### Aufgaben
1. Stimmen die folgenden Aussagen mit dem Text zum Forschungsprojekt „Gender time gap“ überein? Beantworte jede mit Ja oder Nein und zitiere wörtlich die entscheidenden Worte des Textes.
(a) Das Projekt will Faktoren ermitteln, die zu einer längeren Arbeitszeit von Frauen und Müttern führen.
(b) Die Erwerbstätigkeit von Müttern wird meist über Vollzeitangebote ermöglicht.
(c) Der aufgeführte IAQ-Report hat einen Umfang von 22 Seiten.
2. Wie ginge der Text zum Forschungsprojekt „Gender time gap“ nach der letzten Literaturangabe weiter? Schreib die Fortsetzung.

### Vorliegender Text
Forschungsprojekt: Gender time gap

Geschlechtsspezifische Arbeitszeitprofile im europäischen Vergleich - die Rolle von Geschlechterleitbildern als Erklärungsfaktoren für Unterschiede in der Arbeitsmarktbeteiligung von Frauen und Männern

Projektziel

Die Frage der weiblichen Arbeitsmarktpartizipation wird in den Ländern der EU auf unterschiedliche Weise gelöst. Vor allem Müttererwerbstätigkeit wird meist durch die Implementierung von Teilzeitangeboten realisiert. Ziel des Forschungsprojekts ist es, diejenigen Faktoren (individuell, betrieblich, staatlich) zu identifizieren, die zu einer Erhöhung der Arbeitszeit von Frauen und Müttern führen.

Veröffentlichungen

Kümmerling, Angelika, Dominik Postels und Christine Slomka, 2015. Arbeitszeiten von Männern und Frauen - alles wie gehabt? Analysen zur Erwerbsbeteiligung in Ost- und Westdeutschland. Analysen zur Erwerbsbeteiligung in Ost- und Westdeutschland, IAQ-Report 2, , 22 Seiten.

[Auszüge aus einem Datensatz zur Punktbeschriftung]

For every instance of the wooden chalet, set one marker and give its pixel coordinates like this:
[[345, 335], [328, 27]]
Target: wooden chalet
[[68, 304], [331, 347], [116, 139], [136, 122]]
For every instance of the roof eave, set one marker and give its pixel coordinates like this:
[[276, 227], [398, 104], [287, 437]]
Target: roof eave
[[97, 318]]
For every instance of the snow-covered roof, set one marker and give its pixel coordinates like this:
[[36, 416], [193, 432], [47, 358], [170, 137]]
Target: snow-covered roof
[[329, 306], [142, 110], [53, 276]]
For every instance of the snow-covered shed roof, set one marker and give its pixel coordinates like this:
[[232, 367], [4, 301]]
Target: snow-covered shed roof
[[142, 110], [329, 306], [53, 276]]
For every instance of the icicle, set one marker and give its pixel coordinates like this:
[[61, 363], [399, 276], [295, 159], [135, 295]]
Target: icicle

### Lösungen
1.
(a) Ja: „Ziel des Forschungsprojekts ist es, diejenigen Faktoren (individuell, betrieblich, staatlich) zu identifizieren, die zu einer Erhöhung der Arbeitszeit von Frauen und Müttern führen.“
(b) Nein: „Vor allem Müttererwerbstätigkeit wird meist durch die Implementierung von Teilzeitangeboten realisiert.“
(c) Ja: „22 Seiten“

2.
Postels, Dominik, Christine Slomka und Angelika Kümmerling, 2014. Same System, same working time patterns of women in reunified Germany? Determinants of women's working time patterns in East- and West-Germany, [online] https://www.boeckler.de/pdf_fof/91347.pdf, zuletzt abgerufen am 13.12.2021Duisburg: Institut Arbeit und Qualifikation an der Universität Duisburg-Essen, 17 Seiten.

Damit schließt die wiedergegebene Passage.